What you should do:
After finding the line with "positive clicks: (320, 369) (380, 317)" in the entries below, retype exactly each line from there through the line with "positive clicks: (167, 214)", including that final line.

Data for review:
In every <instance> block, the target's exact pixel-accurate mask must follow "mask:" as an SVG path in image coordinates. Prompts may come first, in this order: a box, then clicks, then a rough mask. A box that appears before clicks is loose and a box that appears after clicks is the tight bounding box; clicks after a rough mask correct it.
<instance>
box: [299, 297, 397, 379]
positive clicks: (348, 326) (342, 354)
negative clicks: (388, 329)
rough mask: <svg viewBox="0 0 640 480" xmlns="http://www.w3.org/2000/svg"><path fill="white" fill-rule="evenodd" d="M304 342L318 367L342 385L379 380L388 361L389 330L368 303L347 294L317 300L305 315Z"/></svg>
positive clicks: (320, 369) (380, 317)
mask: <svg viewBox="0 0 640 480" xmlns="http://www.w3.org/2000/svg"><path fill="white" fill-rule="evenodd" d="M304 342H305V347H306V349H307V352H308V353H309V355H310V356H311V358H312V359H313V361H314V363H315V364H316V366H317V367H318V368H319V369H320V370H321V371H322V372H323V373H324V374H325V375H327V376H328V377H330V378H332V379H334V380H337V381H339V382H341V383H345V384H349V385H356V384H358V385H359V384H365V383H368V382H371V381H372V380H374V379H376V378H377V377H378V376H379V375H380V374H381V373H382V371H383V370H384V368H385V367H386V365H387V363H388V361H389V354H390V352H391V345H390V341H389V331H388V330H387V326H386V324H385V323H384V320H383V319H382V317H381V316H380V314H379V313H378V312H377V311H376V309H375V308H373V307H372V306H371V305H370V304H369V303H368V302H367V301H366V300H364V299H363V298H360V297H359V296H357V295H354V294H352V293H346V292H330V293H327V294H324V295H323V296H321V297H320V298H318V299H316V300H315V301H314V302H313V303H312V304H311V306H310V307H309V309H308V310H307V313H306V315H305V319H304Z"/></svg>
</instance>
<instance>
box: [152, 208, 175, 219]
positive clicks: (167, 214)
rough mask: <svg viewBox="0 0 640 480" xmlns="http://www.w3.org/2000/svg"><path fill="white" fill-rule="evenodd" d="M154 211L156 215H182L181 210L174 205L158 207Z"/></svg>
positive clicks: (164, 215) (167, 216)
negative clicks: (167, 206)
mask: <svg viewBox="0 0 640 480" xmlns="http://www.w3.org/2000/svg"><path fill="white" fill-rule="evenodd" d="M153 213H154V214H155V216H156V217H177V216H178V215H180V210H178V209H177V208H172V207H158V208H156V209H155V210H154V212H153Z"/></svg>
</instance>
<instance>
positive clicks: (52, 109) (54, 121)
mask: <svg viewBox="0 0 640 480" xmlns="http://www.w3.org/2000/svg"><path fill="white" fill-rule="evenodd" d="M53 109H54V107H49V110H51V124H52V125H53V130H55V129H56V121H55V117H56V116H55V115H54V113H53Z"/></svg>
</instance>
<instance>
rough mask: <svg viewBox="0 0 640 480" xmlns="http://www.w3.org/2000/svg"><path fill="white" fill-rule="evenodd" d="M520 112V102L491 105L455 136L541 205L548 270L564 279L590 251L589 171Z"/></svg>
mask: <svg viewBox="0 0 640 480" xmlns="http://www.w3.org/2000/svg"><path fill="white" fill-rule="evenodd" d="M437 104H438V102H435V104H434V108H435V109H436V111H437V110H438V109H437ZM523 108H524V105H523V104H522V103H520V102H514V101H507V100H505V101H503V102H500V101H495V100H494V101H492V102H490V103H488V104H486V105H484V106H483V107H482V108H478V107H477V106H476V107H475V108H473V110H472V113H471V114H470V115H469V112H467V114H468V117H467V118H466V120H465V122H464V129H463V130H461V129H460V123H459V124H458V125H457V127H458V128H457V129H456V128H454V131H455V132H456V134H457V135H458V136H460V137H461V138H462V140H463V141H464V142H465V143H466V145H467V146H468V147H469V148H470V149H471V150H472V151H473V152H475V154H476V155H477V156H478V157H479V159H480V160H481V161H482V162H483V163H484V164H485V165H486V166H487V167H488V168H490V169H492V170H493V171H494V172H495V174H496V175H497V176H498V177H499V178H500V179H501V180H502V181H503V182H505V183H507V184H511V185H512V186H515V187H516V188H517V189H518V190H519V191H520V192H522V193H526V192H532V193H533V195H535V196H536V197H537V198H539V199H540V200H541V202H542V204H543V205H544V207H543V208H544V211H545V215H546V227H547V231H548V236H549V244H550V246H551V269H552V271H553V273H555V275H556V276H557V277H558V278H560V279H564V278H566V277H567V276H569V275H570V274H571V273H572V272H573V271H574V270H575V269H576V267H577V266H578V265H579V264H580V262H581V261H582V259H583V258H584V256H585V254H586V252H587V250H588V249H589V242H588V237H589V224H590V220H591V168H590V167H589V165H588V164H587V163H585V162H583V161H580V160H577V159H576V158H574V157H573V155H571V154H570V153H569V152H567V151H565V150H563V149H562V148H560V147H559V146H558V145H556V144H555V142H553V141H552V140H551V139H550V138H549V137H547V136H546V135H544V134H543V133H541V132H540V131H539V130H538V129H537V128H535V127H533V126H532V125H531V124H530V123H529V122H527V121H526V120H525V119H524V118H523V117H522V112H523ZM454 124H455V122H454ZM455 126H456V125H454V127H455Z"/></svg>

Response box:
positive clicks: (320, 369) (380, 317)
mask: <svg viewBox="0 0 640 480" xmlns="http://www.w3.org/2000/svg"><path fill="white" fill-rule="evenodd" d="M304 342H305V347H306V349H307V352H308V353H309V355H310V356H311V358H312V359H313V361H314V363H315V364H316V366H317V367H318V368H319V369H320V370H321V371H322V372H323V373H324V374H325V375H327V376H328V377H330V378H332V379H334V380H337V381H339V382H341V383H345V384H349V385H356V384H358V385H359V384H365V383H368V382H371V381H372V380H374V379H376V378H377V377H378V376H379V375H380V374H381V373H382V371H383V370H384V368H385V367H386V365H387V363H388V361H389V354H390V352H391V345H390V341H389V331H388V330H387V326H386V324H385V323H384V320H383V319H382V317H381V316H380V314H379V313H378V312H377V311H376V309H375V308H373V307H372V306H371V305H370V304H369V303H368V302H367V301H366V300H364V299H363V298H360V297H359V296H357V295H354V294H352V293H346V292H330V293H327V294H324V295H323V296H321V297H320V298H318V299H316V300H315V301H314V302H313V303H312V304H311V306H310V307H309V309H308V310H307V313H306V315H305V319H304Z"/></svg>
</instance>
<instance>
box: [152, 208, 175, 219]
positive clicks: (167, 214)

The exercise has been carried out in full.